Costly experience and the acid tests of combat have brought about an “incredible acceleration in Western military capability,” James Heappey said while visiting the United States aboard the HMS Prince of Wales, a British aircraft carrier visiting Norfolk last week, in part to test F-35s.
Britain is learning from information shared by Ukraine, including data gained from compromised Russian equipment, Heappey said. Within days of Russia’s full-scale invasion in February 2022, Ukraine began to capture highly sophisticated Russian electronic warfare systems and other sensitive equipment.
Britain is also closely observing how donated British weapons and gear—cutting-edge prototypes as well as standard-issue kit—are performing on Ukrainian battlefields. (Poland is doing much the same with donated armored vehicles.)
“You learn very quickly what works and doesn’t work,” said Heappey. “The pace of defense innovation within NATO countries is kind of where you expect it to be in wartime.”

Location labeling data
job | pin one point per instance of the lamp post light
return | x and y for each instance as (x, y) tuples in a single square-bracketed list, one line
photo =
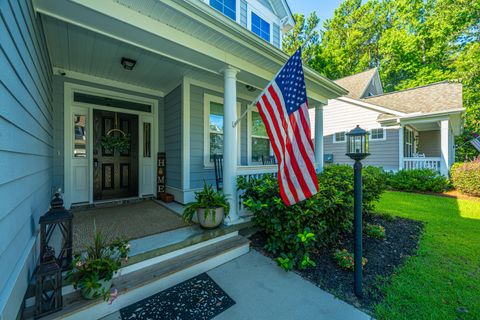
[(357, 149)]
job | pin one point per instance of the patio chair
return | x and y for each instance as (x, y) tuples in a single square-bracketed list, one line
[(218, 164)]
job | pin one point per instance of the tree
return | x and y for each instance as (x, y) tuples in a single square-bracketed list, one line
[(304, 34)]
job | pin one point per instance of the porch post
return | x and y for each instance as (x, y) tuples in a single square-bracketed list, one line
[(400, 147), (230, 141), (445, 160), (319, 137)]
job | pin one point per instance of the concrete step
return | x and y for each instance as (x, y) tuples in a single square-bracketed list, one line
[(138, 284)]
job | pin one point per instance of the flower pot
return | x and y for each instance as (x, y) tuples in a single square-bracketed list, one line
[(167, 197), (92, 294), (213, 219)]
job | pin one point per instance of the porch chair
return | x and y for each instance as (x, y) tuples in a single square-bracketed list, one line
[(218, 164), (268, 160)]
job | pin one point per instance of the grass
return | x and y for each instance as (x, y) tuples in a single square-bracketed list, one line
[(443, 280)]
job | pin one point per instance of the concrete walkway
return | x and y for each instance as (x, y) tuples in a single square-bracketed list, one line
[(262, 290)]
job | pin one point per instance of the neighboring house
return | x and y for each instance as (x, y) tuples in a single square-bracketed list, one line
[(170, 73), (413, 128)]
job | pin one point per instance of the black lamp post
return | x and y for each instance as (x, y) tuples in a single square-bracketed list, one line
[(357, 149)]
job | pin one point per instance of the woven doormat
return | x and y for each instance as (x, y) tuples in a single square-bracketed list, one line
[(199, 298)]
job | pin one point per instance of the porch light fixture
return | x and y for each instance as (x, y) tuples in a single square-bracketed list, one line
[(56, 228), (357, 149), (128, 63)]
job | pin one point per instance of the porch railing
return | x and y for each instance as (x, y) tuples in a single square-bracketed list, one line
[(421, 163), (251, 172)]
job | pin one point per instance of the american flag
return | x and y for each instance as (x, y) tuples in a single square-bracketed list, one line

■ **REQUIRED ACTIONS**:
- a) Decide whether each statement agrees with the excerpt on military lessons from Ukraine, answering yes or no and quoting the words of the excerpt that settle it. (i) Heappey visited the United States aboard the HMS Prince of Wales. (ii) Ukraine started capturing Russian electronic warfare systems about a year after the full-scale invasion. (iii) The British weapons and gear donated to Ukraine were limited to standard-issue kit.
- b) Please write out the excerpt on military lessons from Ukraine from "Britain is learning" up to and including "donated armored vehicles.)".
The data above is separate from the excerpt on military lessons from Ukraine.

■ **SOLUTIONS FOR EACH TASK**:
- a)
(i) Yes: "James Heappey said while visiting the United States aboard the HMS Prince of Wales"
(ii) No: "Within days of Russia’s full-scale invasion in February 2022, Ukraine began to capture highly sophisticated Russian electronic warfare systems"
(iii) No: "cutting-edge prototypes as well as standard-issue kit"

- b)
Britain is learning from information shared by Ukraine, including data gained from compromised Russian equipment, Heappey said. Within days of Russia’s full-scale invasion in February 2022, Ukraine began to capture highly sophisticated Russian electronic warfare systems and other sensitive equipment.
Britain is also closely observing how donated British weapons and gear—cutting-edge prototypes as well as standard-issue kit—are performing on Ukrainian battlefields. (Poland is doing much the same with donated armored vehicles.)